Exercise goal: In your copy, leave out the pictures and reproduce the listing below exactly.

Segment Start: Stored data

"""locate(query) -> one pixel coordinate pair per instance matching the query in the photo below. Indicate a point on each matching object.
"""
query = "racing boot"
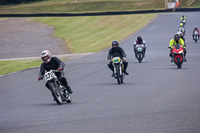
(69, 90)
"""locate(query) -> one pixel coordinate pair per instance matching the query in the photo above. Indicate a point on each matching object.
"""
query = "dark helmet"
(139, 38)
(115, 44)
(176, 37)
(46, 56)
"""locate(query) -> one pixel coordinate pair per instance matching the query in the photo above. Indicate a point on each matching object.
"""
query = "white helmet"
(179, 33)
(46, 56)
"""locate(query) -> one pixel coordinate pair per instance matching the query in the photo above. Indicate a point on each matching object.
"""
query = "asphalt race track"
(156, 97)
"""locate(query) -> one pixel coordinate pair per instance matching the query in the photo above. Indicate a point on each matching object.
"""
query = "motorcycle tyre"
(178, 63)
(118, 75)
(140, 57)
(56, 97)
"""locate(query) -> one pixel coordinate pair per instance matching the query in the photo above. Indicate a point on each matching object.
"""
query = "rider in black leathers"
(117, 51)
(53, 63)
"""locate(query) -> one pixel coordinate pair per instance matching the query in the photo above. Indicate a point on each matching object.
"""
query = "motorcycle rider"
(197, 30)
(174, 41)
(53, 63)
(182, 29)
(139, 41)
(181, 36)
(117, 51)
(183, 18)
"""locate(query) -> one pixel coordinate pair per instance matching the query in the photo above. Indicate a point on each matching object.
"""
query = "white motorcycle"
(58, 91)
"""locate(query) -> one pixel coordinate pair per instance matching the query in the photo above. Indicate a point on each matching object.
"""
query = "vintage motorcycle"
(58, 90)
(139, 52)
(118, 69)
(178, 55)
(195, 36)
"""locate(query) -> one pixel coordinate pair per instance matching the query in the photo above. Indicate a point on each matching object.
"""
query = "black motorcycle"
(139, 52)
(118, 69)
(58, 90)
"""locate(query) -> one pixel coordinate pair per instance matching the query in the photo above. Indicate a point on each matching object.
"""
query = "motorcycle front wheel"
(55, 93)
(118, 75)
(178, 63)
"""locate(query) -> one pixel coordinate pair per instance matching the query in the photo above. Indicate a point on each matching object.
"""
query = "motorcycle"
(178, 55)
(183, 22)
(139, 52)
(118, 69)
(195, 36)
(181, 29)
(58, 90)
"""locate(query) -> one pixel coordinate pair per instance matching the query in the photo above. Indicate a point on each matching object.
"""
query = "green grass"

Segment End: Stored data

Answer to the problem:
"""locate(query) -> one pixel coordinate pair per instance matching the query in the photo below. Indicate a point on each matching object.
"""
query = "racing boot"
(69, 90)
"""locate(query) -> one pixel coordinate pair per instance matching the query in the photo above. Indicate a point on each matching object.
"""
query = "dark helmet"
(139, 38)
(115, 44)
(176, 37)
(46, 56)
"""locate(query) -> one pixel coordinate pair per instance matching the query in the photo above. Indicate a point on each matching object.
"""
query = "white helmet"
(179, 33)
(46, 56)
"""locate(query) -> one pixel coordinate pair per instance matching the query in the photo above. Indicate a point on each matching object.
"""
query = "asphalt race track"
(156, 97)
"""locate(query) -> one pixel coordinate pair per instance matching the query in the photo above. Indicate a point on each matching object.
"""
query = "motorcycle tyre"
(178, 63)
(118, 75)
(140, 57)
(56, 97)
"""locate(query) -> one pixel coordinate pair per instance matching the query in the photo above. Indicate a point on each matching object.
"""
query = "rider in black leathers"
(117, 51)
(53, 63)
"""locate(query) -> one pixel coordinate pair per instance matching the query in the photo above. Indicate a point on each matching object.
"""
query = "motorcycle rider"
(197, 30)
(174, 41)
(53, 63)
(182, 29)
(139, 41)
(181, 36)
(117, 51)
(183, 18)
"""locate(query) -> one pixel coordinate pair per instance matching the query in the photo above. Indicate a point on each matching object.
"""
query = "white motorcycle"
(58, 91)
"""locate(query) -> one pixel coordinate pair per instance matching the query in the photo above. Indicate a point on each matching object.
"""
query = "vintage motorcycle"
(58, 90)
(139, 52)
(118, 69)
(178, 55)
(195, 36)
"""locate(query) -> one pixel coordinate pair per instance matching the query in the photo above. Indicate a point on each matching object.
"""
query = "black motorcycle"
(139, 52)
(118, 69)
(58, 90)
"""locate(query) -> one pixel coordinate pair per instance matching the query in the photo above. Indicate a point on each matching object.
"""
query = "motorcycle front wheel"
(55, 93)
(118, 75)
(178, 63)
"""locate(query) -> one pixel coordinate pair per instance matching the query in the photo above. Indicate a point on each matching object.
"""
query = "motorcycle"
(178, 55)
(183, 22)
(139, 52)
(118, 69)
(195, 36)
(181, 29)
(58, 90)
"""locate(query) -> one pixel coordinate pair per instance matching the query in the photo above. Indicate a point on each matching object.
"""
query = "green grass"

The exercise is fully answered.